------ Quoted text ------

VCDesign BOA IDG Library / IDG Boundary Patterns

IDG Boundary Patterns

This page is optional. It is not a set of requirements, and not a reference implementation. It provides boundary patterns that reveal where determinability breaks and why an IDG blocks passage.

Not examples to follow.
Treat these as boundary lenses: keep the structure, adapt the details locally.

Related repositories (pattern workbench): interface-determinability-gate

Structural notice — non-direct execution boundary

In systems where non-deterministic or responsibility-bearing judgments are involved, this library assumes the existence of a structural boundary that prevents such judgments from being passed directly into execution, control, or promotion layers.

This boundary is structural, not algorithmic. It does not decide outcomes, enforce policies, or optimize results. Its sole role is to interrupt passage when determinability, ownership, or scope cannot be made explicit before downstream effects occur.

Whether the judgment source is human, rule-based, or AI-driven is intentionally left unspecified. Only the placement of the boundary is fixed:

The patterns below illustrate where such boundaries commonly appear—not how they are implemented.

------

(Requirement a) Using the boundary patterns page, explain why the structural boundary would stop a judgment from passing into execution.

------ Records for this task ------

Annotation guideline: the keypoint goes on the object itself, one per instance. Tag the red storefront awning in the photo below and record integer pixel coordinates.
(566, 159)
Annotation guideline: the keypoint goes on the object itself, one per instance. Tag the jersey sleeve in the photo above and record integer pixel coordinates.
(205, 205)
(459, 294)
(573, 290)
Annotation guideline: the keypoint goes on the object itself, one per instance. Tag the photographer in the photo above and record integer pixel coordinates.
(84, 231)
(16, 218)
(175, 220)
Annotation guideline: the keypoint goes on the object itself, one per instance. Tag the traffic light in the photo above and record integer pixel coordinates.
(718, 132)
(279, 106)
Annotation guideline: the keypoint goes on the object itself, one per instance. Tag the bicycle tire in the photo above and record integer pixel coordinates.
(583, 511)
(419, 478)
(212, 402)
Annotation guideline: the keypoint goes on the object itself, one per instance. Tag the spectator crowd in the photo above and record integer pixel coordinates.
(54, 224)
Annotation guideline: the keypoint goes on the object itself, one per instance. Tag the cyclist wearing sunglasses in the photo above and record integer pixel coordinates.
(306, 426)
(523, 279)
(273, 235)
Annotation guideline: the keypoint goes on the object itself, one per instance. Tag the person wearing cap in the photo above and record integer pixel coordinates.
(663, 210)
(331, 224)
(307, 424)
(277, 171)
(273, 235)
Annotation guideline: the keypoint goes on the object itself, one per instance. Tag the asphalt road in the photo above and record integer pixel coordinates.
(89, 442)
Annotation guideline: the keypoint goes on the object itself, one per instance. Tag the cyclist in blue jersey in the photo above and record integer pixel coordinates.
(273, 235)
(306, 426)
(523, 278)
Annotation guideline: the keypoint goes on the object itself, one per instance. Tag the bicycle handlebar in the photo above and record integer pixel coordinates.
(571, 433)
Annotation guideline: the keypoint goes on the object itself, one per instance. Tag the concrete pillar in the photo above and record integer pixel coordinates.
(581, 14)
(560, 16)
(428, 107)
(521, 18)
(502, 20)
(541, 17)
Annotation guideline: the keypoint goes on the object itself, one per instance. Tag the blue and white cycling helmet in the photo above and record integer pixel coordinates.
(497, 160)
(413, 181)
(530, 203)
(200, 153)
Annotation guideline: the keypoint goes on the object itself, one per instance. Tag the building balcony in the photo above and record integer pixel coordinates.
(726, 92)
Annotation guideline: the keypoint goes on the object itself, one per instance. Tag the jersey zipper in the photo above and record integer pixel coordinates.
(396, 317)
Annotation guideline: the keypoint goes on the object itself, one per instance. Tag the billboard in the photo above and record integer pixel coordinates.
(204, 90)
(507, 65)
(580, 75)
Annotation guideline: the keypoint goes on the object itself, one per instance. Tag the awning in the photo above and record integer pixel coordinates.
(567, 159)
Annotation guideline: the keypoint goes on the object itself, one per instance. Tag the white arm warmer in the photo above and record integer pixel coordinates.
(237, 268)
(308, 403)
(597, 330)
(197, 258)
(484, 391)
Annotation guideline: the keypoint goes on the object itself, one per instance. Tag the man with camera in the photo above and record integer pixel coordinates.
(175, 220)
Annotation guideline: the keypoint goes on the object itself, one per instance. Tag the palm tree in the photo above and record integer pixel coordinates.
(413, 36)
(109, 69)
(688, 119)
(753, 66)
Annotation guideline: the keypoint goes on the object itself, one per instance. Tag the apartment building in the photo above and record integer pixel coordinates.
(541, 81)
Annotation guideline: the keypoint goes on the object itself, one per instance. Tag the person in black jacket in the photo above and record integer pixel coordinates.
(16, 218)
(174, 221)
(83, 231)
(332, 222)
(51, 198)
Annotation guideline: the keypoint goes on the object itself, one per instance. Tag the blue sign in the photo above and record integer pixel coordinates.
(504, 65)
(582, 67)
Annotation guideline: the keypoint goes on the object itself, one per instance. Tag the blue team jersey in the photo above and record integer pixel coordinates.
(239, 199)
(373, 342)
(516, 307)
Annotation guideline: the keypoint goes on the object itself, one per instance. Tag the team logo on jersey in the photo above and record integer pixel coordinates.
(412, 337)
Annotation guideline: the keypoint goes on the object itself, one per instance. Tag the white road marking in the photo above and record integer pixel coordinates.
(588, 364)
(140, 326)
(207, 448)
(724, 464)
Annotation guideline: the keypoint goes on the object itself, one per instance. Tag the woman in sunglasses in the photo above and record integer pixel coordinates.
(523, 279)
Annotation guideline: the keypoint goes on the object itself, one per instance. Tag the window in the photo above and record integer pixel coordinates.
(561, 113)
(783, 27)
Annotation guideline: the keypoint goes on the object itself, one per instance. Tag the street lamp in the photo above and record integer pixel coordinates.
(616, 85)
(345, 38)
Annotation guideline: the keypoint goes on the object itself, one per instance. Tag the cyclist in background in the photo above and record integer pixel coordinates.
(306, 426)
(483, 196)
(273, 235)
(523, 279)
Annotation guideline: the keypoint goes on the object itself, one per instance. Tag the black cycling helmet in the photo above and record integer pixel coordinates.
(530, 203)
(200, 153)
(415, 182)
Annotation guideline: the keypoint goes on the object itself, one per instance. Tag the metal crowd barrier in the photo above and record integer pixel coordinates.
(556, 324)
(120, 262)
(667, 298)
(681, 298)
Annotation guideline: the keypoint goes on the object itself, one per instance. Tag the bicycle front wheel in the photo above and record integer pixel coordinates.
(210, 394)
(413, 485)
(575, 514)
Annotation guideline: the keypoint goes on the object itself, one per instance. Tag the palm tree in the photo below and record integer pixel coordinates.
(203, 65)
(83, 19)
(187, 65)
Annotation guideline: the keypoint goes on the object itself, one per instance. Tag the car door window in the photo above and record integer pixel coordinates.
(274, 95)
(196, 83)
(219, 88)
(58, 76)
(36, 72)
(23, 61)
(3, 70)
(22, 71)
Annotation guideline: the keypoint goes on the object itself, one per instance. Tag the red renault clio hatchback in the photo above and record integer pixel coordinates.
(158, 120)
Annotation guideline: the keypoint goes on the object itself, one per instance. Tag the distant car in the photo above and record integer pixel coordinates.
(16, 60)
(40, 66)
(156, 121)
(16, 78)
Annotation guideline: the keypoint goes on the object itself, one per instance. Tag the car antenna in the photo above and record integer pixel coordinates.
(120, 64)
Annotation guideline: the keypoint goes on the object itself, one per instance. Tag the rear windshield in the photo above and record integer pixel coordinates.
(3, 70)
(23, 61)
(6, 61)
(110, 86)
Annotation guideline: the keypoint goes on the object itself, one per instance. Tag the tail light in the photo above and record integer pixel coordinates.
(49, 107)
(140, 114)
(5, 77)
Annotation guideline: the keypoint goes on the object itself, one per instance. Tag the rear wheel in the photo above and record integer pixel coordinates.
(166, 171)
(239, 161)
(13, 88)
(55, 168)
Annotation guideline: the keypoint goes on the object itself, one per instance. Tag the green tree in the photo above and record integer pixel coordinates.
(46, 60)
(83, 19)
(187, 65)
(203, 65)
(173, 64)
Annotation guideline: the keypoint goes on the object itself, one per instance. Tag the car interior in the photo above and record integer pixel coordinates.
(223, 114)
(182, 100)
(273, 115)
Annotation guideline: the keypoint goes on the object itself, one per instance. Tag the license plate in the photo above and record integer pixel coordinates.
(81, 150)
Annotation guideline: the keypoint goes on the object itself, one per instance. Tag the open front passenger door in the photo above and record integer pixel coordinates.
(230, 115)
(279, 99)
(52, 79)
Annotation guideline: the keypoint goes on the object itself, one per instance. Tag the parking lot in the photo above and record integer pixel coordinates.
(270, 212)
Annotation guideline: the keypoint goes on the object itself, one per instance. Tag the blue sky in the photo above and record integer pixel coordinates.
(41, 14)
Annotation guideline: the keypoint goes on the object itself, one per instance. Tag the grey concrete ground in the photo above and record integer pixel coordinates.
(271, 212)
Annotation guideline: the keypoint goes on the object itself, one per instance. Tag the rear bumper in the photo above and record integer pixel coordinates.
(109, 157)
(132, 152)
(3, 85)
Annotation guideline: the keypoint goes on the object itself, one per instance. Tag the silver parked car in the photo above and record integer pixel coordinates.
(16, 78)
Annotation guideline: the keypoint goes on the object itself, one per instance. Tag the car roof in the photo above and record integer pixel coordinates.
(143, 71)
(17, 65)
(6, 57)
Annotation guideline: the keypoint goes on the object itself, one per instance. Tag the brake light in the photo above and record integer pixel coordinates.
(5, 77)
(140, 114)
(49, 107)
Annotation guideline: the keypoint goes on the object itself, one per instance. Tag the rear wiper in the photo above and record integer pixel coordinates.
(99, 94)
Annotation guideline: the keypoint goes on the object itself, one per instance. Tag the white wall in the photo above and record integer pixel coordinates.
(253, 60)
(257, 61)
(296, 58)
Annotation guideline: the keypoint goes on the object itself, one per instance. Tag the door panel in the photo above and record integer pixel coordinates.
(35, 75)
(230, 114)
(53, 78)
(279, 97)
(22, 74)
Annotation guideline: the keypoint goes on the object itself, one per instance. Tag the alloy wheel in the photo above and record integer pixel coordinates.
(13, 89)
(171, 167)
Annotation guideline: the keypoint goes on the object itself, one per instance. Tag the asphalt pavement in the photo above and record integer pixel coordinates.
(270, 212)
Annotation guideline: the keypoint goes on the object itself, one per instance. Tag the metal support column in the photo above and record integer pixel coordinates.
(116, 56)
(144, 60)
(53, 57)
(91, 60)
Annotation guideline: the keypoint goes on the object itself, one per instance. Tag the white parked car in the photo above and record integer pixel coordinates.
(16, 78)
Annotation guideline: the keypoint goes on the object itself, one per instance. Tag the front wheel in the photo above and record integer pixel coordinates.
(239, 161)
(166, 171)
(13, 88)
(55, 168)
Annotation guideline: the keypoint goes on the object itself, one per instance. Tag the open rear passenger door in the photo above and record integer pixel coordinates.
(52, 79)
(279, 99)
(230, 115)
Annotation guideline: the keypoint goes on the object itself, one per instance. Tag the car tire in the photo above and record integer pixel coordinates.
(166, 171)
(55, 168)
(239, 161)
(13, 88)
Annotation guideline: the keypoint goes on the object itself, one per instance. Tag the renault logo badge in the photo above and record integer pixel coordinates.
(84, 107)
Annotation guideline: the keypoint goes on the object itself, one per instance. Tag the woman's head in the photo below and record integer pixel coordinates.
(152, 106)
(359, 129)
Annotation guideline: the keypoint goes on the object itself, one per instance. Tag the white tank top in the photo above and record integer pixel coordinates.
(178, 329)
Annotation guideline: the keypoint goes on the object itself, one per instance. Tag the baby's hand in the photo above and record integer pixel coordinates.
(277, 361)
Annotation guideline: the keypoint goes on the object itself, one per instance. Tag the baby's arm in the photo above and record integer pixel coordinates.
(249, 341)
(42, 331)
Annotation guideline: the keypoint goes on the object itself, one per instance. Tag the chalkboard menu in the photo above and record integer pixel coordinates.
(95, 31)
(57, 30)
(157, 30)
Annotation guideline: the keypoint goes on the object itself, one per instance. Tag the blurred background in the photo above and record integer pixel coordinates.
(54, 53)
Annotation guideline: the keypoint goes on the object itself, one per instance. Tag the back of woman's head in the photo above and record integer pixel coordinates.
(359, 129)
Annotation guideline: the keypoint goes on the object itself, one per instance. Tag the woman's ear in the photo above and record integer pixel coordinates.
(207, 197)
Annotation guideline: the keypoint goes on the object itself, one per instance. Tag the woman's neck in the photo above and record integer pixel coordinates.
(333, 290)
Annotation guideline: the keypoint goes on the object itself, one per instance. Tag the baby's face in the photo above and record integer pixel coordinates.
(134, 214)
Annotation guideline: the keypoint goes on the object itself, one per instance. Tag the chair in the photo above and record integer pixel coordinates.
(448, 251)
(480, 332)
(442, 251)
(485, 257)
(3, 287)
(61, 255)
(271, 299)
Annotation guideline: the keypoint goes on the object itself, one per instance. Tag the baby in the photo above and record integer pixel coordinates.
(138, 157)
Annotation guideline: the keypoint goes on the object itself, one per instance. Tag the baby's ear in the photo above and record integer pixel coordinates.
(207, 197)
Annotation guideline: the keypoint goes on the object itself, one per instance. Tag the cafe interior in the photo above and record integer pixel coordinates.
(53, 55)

------

(Requirement b) Retype the rows starting at the line that contains "Tag the cafe" and ending at the last of the rows, with both ends included.

(Task answer a) The boundary interrupts passage when determinability, ownership, or scope cannot be made explicit before downstream effects occur. That is its sole role. It does not decide outcomes, enforce policies, or optimize results.

(Task answer b)
Annotation guideline: the keypoint goes on the object itself, one per instance. Tag the cafe interior in the photo above and record integer pixel coordinates.
(53, 55)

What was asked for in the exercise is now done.